[Text provided Boundary: Start]
Updated: 8/16/15; 18:37:47


pedantic nuthatch
Life in a Northern Virginia suburb of Washington, D.C. B.M.A.T.C., and Etruscan typewriter erasers. Blogged by David Gorsline.

Sunday, 11 May 2003

Terrence Rafferty writes in the New York Times Magazine, 4 May 2003:

The men and women who make films need to put up more resistance to the rising tide of interactivity, because, Casablanca notwithstanding, there's no guarantee that the fundamental things will continue to apply as time goes by. The more "interactive" we allow our experience of art—any art—to become, the less likely it is that future generations will appreciate the necessity of art at all. Interactivity is an illusion of control; but understanding a work of art requires a suspension of that illusion, a provisional surrender to someone else's vision. To put it as simply as possible: If you have to be in total control of every experience, art is not for you. Life probably isn't, either. Hey, where's the alternate ending?

posted: 3:40:38 PM  

Log of the S.S. The Mrs. Unguentine, a novella by Stanley G. Crawford

Crawford has created two of the more rebarbative male protagonists in twentieth century fiction. The speaker of Some Instructions to My Wife is a home-schooling, home-grown martinet. Unguentine of the present book is a nearly inarticulate yatchsman who converts a barge into a floating self-sufficient world, a sea-going garden, in which he isolates himself and his wife, who narrates.
[Text provided Boundary: End]
[Information provided Boundary: Start]
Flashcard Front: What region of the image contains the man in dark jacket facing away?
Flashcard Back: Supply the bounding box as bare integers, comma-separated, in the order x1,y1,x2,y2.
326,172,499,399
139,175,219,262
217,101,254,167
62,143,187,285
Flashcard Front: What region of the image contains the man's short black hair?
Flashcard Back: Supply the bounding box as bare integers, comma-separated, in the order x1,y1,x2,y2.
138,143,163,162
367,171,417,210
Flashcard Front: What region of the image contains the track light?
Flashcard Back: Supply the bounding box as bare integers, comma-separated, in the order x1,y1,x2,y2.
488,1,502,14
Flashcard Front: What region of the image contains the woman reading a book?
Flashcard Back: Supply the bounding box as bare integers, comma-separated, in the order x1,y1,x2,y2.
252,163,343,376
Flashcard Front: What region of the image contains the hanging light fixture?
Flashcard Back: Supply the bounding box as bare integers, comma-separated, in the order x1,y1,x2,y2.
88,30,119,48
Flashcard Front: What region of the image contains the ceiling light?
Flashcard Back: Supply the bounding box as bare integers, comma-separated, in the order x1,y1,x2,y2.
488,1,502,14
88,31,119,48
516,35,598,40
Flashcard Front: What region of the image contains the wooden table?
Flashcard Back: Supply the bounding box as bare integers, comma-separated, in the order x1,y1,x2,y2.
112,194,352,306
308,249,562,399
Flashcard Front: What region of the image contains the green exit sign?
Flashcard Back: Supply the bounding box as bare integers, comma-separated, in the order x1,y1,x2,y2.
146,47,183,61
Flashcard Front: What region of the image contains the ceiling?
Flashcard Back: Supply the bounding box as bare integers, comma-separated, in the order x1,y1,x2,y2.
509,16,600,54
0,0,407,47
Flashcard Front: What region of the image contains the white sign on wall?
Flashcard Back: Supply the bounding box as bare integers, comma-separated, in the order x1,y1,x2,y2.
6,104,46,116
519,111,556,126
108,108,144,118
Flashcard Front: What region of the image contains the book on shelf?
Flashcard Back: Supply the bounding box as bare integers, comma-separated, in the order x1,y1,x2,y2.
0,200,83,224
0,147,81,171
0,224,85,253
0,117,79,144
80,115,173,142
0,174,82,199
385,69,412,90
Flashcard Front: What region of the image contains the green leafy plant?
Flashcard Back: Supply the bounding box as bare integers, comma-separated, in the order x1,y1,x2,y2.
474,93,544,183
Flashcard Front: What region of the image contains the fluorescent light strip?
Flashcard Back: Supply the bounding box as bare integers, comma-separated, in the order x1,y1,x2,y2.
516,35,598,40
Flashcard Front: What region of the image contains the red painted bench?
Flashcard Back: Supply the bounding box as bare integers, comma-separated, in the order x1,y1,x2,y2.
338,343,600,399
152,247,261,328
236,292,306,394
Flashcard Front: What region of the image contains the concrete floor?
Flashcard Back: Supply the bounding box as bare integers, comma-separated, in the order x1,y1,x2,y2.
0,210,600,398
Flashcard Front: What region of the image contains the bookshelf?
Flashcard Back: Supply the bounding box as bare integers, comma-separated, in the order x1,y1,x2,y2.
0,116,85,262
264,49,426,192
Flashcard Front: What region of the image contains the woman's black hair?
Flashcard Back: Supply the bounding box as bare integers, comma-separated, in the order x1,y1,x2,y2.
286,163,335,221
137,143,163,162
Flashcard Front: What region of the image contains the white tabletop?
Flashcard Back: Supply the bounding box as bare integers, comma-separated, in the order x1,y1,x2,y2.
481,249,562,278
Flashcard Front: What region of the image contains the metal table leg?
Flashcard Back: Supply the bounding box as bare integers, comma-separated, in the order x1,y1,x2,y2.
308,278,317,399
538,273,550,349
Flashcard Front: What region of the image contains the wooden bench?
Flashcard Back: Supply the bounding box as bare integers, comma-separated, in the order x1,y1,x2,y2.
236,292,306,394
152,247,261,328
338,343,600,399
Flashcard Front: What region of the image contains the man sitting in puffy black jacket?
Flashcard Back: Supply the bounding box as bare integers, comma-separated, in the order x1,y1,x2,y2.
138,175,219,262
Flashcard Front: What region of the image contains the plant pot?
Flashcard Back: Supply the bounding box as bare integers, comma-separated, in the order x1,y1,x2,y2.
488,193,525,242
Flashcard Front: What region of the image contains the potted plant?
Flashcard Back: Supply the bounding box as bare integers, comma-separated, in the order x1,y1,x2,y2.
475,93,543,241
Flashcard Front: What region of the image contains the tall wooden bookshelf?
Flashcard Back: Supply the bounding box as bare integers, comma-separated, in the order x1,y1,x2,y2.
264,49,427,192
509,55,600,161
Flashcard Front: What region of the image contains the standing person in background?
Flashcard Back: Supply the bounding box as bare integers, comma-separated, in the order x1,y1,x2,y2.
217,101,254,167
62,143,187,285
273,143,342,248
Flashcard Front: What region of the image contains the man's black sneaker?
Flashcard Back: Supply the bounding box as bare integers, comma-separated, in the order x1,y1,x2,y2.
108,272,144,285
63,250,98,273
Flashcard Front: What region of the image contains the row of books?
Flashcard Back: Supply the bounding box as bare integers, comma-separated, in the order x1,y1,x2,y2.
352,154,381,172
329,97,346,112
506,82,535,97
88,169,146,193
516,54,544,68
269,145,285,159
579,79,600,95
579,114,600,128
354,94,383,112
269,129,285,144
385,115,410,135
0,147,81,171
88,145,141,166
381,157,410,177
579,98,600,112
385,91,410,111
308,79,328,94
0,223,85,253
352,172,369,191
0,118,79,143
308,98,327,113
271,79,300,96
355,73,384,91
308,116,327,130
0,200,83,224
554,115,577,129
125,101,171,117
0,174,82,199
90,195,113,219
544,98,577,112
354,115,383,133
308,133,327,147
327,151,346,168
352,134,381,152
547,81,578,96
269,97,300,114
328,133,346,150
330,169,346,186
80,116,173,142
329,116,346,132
[Information provided Boundary: End]
## Problem
In the blog post, why does the quoted passage say filmmakers should resist the rising tide of interactivity? Explain in one to three sentences. Please treat the data as separate material from the blog post.

## Your response
The passage says there is no guarantee that the fundamental things will keep applying as time goes by, and the more interactive our experience of art becomes, the less likely future generations are to appreciate the necessity of art at all. Interactivity is an illusion of control, while understanding a work of art requires suspending that illusion and provisionally surrendering to someone else's vision.